Required work:
Transcribe the data that follows precisely, omitting nothing.

┏━━

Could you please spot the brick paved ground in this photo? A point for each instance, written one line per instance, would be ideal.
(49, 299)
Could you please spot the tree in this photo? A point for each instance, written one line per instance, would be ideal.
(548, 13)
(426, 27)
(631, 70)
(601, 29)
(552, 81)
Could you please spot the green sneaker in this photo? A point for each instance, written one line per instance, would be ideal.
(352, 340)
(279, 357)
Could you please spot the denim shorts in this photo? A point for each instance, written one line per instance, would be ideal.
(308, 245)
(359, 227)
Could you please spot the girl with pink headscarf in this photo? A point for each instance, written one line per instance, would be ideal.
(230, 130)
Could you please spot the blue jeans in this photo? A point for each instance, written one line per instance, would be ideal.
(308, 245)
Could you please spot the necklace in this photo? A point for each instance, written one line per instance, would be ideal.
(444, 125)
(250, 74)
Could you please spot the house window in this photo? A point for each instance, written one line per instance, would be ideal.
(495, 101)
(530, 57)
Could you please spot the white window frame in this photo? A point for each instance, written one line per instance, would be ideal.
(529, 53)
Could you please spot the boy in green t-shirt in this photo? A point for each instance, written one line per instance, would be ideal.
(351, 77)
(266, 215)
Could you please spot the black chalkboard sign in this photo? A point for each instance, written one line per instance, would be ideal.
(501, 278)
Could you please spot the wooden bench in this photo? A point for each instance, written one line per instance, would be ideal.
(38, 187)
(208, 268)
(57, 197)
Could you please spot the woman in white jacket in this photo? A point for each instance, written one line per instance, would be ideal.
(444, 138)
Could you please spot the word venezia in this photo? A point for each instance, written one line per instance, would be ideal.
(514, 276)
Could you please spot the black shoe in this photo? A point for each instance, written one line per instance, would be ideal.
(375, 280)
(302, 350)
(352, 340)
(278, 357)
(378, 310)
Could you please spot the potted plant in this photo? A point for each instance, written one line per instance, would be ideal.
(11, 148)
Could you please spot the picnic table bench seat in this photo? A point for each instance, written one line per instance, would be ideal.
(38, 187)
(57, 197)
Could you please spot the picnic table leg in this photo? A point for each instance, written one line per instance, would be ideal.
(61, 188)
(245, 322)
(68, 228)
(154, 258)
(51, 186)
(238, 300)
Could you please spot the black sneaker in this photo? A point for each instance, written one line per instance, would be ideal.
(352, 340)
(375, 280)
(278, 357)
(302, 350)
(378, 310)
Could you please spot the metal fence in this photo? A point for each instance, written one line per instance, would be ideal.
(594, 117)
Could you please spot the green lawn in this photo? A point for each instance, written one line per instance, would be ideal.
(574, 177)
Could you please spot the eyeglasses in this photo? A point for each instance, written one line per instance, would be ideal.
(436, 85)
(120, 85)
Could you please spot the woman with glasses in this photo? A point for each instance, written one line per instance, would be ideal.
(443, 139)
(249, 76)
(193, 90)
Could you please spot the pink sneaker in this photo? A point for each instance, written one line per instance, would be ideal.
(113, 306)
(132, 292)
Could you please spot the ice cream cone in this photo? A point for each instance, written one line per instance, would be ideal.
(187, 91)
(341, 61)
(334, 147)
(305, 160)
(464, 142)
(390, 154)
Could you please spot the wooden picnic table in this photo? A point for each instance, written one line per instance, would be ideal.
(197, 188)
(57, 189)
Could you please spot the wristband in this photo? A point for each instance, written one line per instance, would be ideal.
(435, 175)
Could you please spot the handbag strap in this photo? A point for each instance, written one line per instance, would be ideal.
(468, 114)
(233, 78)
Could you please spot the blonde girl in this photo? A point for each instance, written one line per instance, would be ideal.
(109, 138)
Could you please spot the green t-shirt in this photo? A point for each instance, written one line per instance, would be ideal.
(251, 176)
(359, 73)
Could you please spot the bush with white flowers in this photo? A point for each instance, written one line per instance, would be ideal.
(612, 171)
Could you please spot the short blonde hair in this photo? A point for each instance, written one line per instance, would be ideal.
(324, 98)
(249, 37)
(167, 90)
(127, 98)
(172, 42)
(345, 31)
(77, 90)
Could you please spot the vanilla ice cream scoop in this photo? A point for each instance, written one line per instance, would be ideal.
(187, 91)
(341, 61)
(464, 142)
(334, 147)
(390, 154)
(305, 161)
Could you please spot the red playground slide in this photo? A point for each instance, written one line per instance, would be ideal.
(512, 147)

┗━━

Exercise output:
Could you please spot the brick paved ground in this photo? A point for each instance, written one line per instance, would be ideal.
(49, 299)
Could you please spot the tree in this photo? A point for each instance, written one line per instance, would be ideal.
(548, 13)
(426, 27)
(631, 70)
(601, 29)
(552, 81)
Could you please spot the green sneaker in this photo? A point for each instance, written one line per instance, would be ideal.
(352, 340)
(279, 357)
Could you please spot the denim shorts in this photo? A point for each instance, written one line per instance, would be ideal.
(308, 245)
(359, 227)
Could you please spot the girl with pink headscarf in this photo? A point for each instance, written one line per instance, would be ideal.
(230, 130)
Could you please spot the blue jeans in this photo? A point for each instance, written one line per instance, would be ideal.
(308, 245)
Could you please spot the necklace in this photo? A point for each instance, written one line per instance, would be ideal.
(444, 125)
(250, 74)
Could you please spot the house window in this photo? A point for each instance, written one line per instance, would be ideal.
(495, 101)
(530, 57)
Could you please spot the white window frame in this photo? A point for each instance, written one line per instance, would be ideal.
(529, 53)
Could you please spot the boy in green t-shirt in this photo? A point for each instance, written one line per instance, would be ideal.
(351, 77)
(266, 215)
Could you please spot the black chalkboard sign in this photo? A point for each instance, written one line per instance, would be ideal.
(501, 278)
Could you please spot the wooden bench in this photo? A point for each instance, written one line per instance, would be ideal.
(38, 187)
(208, 268)
(57, 197)
Could you please spot the woman in white jacket in this photo? A point for each instance, written one line per instance, would be ideal.
(444, 138)
Could you please spot the word venezia in this photo? A point for each instance, written one line per instance, would be ideal.
(514, 276)
Could you please spot the black shoe in this photo? A point for each instance, written one line per instance, would be ideal.
(375, 280)
(302, 350)
(352, 340)
(278, 357)
(378, 310)
Could you please spot the potted plant in this photo? A point for each instance, written one line per instance, would be ideal.
(11, 148)
Could you please spot the picnic table bench seat in this photo? A point for each instance, written one line per instance, would be ideal.
(38, 187)
(57, 197)
Could you please spot the picnic table leg in this photo? A point for each instance, written one line per instance, would be ideal.
(61, 188)
(245, 322)
(68, 228)
(154, 258)
(51, 186)
(238, 300)
Could you please spot the black sneaker in this photo? A point for each instance, written one line per instance, would be ideal.
(352, 340)
(375, 280)
(278, 357)
(302, 350)
(378, 310)
Could you please spot the metal fence in this photo? A point for each instance, written one line per instance, would be ideal.
(594, 117)
Could you please spot the green lawn in this photo? A point for each instance, written one line per instance, would be ideal.
(574, 177)
Could you please spot the eyeglasses in this photo? A point for each instance, written one line per instance, would be ideal.
(436, 85)
(120, 85)
Could you please spot the woman with glasses in this photo? A point for each instance, written one line per instance, would be ideal.
(443, 139)
(249, 76)
(193, 90)
Could you please spot the pink sneaker in this photo? A point for each instance, written one line per instance, would be ideal.
(113, 306)
(132, 292)
Could you please spot the ice cream cone in this photo? A point for each instance, written one line per instance, would be ideal.
(187, 91)
(341, 61)
(334, 147)
(305, 160)
(464, 142)
(390, 154)
Could you please spot the wooden picnic table in this photo? A point for each instance, written one line per instance, would be ideal.
(197, 188)
(57, 189)
Could you please spot the wristband in this photo? A point for each instance, written one line per instance, would be ideal.
(435, 175)
Could you please spot the handbag strap in this photo? A point for each instance, written one line per instance, would be ideal.
(468, 114)
(233, 78)
Could you please spot the blonde girl in this photo? A point for each instance, written one line per instance, would be ideal.
(109, 138)
Could you please spot the green t-shirt in this photo? A point for each instance, written one line per instance, would be ideal.
(251, 176)
(359, 73)
Could you please spot the bush with white flowers in this photo? A point for each instance, written one line per instance, would be ideal.
(612, 171)
Could you please spot the short blonde hair in this photo? A point for each instance, written one line per instance, would be ideal.
(324, 98)
(249, 37)
(167, 90)
(127, 98)
(172, 42)
(345, 31)
(77, 90)
Could you please spot the vanilla ice cream scoop in this photo? A point for each instance, written one line per instance, would be ideal.
(187, 91)
(341, 61)
(464, 142)
(334, 147)
(390, 154)
(305, 161)
Could you please spot the red playground slide in this photo? A point for each instance, written one line per instance, would be ideal.
(512, 147)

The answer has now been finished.